Dataset entries:
------------
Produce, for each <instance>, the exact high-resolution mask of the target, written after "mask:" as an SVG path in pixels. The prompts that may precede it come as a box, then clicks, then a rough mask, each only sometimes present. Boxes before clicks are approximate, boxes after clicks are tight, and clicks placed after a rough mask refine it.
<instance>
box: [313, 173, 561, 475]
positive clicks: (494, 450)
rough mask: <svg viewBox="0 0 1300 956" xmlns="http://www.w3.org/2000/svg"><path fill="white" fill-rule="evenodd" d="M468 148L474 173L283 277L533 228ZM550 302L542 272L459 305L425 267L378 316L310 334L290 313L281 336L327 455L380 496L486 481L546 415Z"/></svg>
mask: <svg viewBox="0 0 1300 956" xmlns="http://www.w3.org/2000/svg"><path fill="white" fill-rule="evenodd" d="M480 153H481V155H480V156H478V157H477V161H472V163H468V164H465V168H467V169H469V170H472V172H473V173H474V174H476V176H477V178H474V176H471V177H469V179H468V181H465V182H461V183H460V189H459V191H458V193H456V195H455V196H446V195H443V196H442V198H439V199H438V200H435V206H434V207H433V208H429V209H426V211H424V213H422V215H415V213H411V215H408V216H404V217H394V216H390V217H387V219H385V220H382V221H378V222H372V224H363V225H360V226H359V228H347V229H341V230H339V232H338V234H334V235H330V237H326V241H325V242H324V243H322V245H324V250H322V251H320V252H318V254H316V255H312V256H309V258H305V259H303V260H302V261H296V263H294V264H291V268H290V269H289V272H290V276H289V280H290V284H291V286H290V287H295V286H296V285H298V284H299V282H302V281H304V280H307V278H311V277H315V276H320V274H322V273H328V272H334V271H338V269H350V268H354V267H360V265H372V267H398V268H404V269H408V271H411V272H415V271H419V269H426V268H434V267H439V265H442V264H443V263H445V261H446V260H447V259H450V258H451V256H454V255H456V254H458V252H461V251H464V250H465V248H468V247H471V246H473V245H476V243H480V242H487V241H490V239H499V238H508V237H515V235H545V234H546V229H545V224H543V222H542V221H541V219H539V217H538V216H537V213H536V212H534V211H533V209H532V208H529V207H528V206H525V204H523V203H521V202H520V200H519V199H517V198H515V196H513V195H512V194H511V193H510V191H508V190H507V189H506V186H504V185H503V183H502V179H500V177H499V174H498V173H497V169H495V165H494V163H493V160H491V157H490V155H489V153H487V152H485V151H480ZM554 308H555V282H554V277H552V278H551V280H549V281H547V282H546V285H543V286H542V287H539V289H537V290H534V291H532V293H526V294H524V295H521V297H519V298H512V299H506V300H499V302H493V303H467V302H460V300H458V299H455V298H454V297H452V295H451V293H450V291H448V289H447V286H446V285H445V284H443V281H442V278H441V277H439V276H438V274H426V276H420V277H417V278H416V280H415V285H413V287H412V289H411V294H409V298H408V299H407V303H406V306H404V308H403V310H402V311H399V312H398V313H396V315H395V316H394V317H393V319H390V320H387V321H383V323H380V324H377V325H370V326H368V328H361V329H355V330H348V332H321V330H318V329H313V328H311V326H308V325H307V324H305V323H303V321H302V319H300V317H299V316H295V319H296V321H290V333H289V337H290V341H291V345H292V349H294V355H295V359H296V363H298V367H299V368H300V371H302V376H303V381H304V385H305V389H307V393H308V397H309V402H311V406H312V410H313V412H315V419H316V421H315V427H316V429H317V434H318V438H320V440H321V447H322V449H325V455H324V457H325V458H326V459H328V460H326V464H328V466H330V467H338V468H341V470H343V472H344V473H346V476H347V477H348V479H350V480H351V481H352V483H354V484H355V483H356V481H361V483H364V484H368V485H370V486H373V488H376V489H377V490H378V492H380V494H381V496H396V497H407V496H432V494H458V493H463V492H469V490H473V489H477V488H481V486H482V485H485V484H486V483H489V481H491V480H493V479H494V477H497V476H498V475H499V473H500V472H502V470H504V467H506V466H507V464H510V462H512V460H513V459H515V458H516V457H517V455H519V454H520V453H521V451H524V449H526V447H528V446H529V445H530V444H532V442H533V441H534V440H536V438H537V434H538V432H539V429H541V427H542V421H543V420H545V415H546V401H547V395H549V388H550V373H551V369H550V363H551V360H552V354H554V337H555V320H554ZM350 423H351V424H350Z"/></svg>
------------
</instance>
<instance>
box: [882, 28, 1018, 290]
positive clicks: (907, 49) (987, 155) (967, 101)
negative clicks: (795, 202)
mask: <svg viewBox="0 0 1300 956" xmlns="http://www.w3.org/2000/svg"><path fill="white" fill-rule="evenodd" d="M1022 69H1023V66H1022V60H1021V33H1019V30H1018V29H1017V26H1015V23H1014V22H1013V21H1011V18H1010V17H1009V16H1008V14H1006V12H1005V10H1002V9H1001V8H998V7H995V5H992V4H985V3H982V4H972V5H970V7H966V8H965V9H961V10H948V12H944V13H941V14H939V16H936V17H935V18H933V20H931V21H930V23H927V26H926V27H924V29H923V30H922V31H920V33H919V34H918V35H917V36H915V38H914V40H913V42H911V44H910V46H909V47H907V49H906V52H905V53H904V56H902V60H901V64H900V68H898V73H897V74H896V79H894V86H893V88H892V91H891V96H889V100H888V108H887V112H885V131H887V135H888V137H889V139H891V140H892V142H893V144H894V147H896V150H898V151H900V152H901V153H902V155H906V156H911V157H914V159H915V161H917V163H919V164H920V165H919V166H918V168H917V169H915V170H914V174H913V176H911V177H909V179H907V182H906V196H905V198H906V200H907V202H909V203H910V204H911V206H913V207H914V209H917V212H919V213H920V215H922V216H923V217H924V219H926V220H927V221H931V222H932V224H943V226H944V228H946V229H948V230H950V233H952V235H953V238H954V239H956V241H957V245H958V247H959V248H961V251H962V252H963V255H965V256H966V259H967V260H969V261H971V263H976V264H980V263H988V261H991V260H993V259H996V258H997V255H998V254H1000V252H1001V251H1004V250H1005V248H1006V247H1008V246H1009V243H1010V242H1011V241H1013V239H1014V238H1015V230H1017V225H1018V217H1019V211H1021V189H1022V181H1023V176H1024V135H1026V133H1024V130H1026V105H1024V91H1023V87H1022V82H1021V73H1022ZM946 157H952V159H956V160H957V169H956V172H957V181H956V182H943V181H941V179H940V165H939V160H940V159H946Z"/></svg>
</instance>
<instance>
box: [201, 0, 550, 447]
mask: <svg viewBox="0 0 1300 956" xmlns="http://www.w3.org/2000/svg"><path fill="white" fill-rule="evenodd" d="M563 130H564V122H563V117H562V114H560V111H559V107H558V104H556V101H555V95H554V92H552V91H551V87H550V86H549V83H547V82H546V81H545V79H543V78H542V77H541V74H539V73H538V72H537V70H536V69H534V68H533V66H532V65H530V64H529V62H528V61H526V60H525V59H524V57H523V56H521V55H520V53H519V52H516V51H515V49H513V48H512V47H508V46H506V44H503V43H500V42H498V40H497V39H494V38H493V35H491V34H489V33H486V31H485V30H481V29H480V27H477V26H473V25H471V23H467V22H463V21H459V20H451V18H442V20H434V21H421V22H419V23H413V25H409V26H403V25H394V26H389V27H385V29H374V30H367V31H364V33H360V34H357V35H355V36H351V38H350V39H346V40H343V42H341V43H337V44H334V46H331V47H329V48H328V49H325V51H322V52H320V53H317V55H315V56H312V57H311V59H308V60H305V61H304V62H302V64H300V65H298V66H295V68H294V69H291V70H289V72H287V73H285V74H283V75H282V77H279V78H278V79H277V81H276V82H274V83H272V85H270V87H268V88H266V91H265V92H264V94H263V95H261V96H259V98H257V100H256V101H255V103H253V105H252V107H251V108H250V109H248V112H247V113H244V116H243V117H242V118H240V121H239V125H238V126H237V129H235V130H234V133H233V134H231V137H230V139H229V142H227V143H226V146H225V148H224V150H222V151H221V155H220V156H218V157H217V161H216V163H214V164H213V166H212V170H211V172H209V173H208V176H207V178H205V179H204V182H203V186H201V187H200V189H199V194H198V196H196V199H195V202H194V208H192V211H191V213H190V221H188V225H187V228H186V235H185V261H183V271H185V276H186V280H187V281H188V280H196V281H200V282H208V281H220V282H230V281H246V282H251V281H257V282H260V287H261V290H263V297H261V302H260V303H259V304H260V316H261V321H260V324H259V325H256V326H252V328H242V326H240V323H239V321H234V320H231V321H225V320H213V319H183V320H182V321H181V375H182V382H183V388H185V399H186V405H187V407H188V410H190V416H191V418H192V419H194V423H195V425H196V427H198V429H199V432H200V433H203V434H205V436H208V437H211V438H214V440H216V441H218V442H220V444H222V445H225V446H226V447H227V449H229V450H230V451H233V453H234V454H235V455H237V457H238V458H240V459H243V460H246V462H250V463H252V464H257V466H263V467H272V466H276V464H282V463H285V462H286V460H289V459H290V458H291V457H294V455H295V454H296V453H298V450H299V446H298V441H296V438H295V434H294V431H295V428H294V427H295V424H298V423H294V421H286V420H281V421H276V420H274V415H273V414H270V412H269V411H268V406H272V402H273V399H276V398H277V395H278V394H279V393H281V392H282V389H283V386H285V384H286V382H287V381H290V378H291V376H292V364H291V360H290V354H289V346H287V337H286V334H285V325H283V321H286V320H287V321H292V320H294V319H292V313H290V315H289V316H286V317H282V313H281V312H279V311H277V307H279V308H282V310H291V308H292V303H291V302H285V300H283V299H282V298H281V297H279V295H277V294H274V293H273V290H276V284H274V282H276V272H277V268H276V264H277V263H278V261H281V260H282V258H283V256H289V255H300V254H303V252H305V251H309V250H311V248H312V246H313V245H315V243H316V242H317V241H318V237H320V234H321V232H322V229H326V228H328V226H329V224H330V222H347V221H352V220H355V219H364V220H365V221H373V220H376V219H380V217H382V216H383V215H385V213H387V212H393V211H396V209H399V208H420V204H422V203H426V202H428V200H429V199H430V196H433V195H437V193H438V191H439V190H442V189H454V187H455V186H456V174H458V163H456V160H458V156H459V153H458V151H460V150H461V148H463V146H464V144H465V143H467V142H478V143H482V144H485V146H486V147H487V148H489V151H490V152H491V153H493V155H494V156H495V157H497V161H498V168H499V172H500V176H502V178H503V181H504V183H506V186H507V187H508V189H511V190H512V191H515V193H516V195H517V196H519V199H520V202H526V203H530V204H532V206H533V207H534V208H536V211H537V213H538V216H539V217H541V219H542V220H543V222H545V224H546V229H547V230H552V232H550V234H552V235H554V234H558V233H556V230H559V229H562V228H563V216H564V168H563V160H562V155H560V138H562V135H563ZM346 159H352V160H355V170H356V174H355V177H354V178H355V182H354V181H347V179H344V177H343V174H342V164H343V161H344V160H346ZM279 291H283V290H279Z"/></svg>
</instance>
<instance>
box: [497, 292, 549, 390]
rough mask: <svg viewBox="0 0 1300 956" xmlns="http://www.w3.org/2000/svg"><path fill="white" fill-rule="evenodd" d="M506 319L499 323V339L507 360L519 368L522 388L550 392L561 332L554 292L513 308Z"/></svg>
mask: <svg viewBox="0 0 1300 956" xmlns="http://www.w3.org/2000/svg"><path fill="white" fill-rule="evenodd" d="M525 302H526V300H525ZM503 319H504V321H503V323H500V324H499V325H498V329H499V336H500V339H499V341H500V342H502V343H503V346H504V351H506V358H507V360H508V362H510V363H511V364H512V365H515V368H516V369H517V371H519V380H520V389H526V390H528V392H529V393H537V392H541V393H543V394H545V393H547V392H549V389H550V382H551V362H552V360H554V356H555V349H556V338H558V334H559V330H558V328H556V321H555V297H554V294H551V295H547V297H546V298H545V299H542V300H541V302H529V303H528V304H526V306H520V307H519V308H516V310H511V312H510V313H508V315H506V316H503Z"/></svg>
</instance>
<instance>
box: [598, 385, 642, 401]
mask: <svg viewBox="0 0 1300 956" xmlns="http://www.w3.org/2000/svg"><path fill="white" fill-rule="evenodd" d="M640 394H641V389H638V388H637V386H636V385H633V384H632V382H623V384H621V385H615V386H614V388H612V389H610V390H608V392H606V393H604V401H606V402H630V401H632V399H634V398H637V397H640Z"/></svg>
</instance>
------------
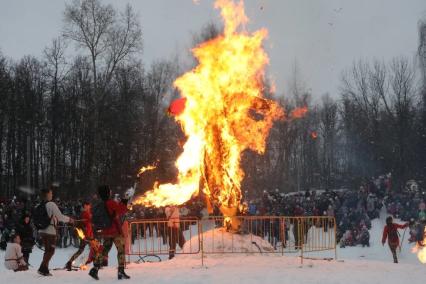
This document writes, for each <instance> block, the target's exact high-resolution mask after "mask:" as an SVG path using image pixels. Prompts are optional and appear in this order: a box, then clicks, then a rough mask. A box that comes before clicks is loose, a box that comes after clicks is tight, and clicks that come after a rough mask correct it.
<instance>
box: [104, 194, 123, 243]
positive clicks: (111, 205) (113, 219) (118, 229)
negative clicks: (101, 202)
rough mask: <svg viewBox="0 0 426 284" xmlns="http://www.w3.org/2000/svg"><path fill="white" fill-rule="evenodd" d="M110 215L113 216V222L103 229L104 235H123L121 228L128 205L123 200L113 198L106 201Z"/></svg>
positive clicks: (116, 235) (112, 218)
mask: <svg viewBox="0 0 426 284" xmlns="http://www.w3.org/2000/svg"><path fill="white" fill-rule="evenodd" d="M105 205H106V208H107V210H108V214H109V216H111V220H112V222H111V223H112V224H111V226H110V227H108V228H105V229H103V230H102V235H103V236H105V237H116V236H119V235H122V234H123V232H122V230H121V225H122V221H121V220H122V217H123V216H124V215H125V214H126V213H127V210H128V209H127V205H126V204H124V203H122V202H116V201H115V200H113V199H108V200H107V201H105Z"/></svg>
------------
● **Requirement**
Filter the records above, keeping each line that contains the word "then".

● **Exercise response**
Produce, for each <instance>, the exact high-resolution mask of the target, written after "mask:" as an SVG path in pixels. The prompts that may precede it come as a box, then clicks, then a rough mask, each only sometimes present. Boxes before clicks are approximate, boxes after clicks are tight, and clicks placed after a rough mask refine it.
This document writes, for each <instance> block, the target's exact high-resolution mask after "mask:" as an SVG path using image pixels. Prompts are optional and appear in this order: a box, then clicks, then a rough mask. A box that comes before clicks is loose, a box that comes after clicks is tight, and clicks that come after a rough mask correct it.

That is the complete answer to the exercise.